Wednesday, September 20, 2017

The Best Kind of Magic, by Crystal Cestari

The Best Kind of Magic, the new novel by Crystal Cestari pairs the all the best elements of romantic comedy and paranormal romance. The end result is pure awesomeness!

Amber Sand comes from a very magical family. Her mom, a powerful witch, spends days giving readings and mixing up all sorts of charms and potions for the patrons of Windy City Magic (the family New Age shop). And that's just scratching the surface of the Sand family's magical ancestry. Unfortunately, Amber's powers are quite limited. Specifically, Amber is a Matchmaker. This means she can look into anyone's eyes and see their one true love, the person with whom they are destined to spend their Happily Ever After. And while there IS a market for this talent among the tourists, Amber is still pretty low on the Supernatural Being Hierarchy. Because how useful is this talent, really? I mean, where it counts. Especially when Amber can't even use her talent on herself.

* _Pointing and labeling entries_
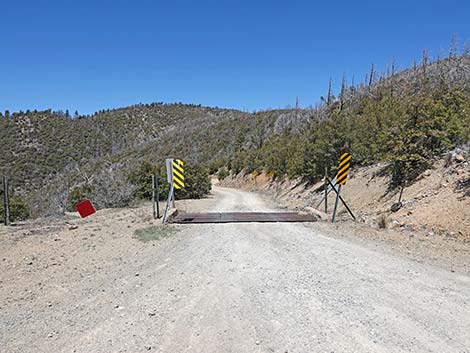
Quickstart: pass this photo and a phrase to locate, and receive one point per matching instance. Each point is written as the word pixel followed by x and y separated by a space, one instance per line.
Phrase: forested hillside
pixel 406 118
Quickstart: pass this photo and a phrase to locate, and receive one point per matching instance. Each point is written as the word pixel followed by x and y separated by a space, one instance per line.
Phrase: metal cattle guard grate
pixel 241 217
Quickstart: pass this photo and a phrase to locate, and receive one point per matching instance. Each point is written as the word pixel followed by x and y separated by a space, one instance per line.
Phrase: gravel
pixel 226 288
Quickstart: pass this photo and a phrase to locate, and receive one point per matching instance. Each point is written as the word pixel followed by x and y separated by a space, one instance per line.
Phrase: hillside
pixel 47 153
pixel 406 119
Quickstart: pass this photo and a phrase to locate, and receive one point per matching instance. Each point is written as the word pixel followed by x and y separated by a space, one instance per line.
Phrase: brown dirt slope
pixel 438 203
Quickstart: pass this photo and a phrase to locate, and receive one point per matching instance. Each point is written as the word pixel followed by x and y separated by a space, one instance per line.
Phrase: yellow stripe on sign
pixel 178 181
pixel 341 181
pixel 346 160
pixel 178 174
pixel 177 166
pixel 344 169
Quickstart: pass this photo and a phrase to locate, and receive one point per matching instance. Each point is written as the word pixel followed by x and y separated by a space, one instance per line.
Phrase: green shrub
pixel 78 194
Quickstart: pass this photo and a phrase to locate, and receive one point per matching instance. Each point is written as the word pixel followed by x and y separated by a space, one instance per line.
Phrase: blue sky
pixel 91 55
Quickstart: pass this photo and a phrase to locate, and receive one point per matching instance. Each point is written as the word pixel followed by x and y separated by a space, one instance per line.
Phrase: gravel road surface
pixel 255 287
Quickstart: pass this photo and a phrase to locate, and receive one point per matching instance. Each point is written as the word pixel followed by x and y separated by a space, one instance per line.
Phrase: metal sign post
pixel 341 177
pixel 155 198
pixel 6 206
pixel 175 177
pixel 170 195
pixel 327 192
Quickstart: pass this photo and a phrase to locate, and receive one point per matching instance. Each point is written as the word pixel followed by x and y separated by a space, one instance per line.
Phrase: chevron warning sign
pixel 178 173
pixel 344 165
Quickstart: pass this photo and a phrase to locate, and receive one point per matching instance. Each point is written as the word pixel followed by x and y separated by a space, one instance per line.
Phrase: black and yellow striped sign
pixel 178 173
pixel 344 165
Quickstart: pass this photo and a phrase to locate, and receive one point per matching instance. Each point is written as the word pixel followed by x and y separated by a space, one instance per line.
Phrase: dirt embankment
pixel 438 203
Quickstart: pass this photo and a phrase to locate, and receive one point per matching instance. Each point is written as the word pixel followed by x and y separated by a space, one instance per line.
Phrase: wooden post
pixel 336 203
pixel 157 198
pixel 341 199
pixel 6 206
pixel 326 190
pixel 170 195
pixel 154 197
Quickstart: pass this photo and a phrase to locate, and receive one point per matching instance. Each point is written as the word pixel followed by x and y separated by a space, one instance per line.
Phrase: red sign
pixel 85 208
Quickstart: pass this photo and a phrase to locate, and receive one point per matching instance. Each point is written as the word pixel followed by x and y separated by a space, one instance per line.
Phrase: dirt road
pixel 220 288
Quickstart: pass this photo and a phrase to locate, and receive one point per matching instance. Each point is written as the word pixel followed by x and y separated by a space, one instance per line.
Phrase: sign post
pixel 175 177
pixel 156 201
pixel 6 206
pixel 341 177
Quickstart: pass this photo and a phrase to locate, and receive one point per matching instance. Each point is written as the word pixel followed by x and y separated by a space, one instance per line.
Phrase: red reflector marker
pixel 85 208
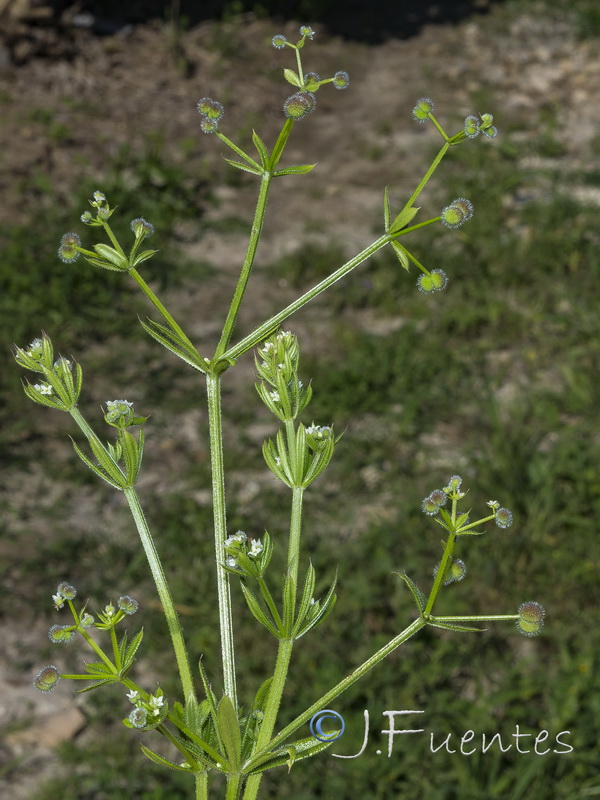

* _Short task 1_
Answer these from the book review:
(a) Who wrote The Best Kind of Magic?
(b) What is the family's New Age shop called?
(c) What kind of magical talent does Amber have?
* _Short task 2_
Return the passage of the book review between "The Best Kind of Magic, by" and "is pure awesomeness!", inclusive.

* _Task response 1_
(a) Crystal Cestari
(b) Windy City Magic
(c) She is a Matchmaker: she can look into anyone's eyes and see their one true love.

* _Task response 2_
The Best Kind of Magic, by Crystal Cestari

The Best Kind of Magic, the new novel by Crystal Cestari pairs the all the best elements of romantic comedy and paranormal romance. The end result is pure awesomeness!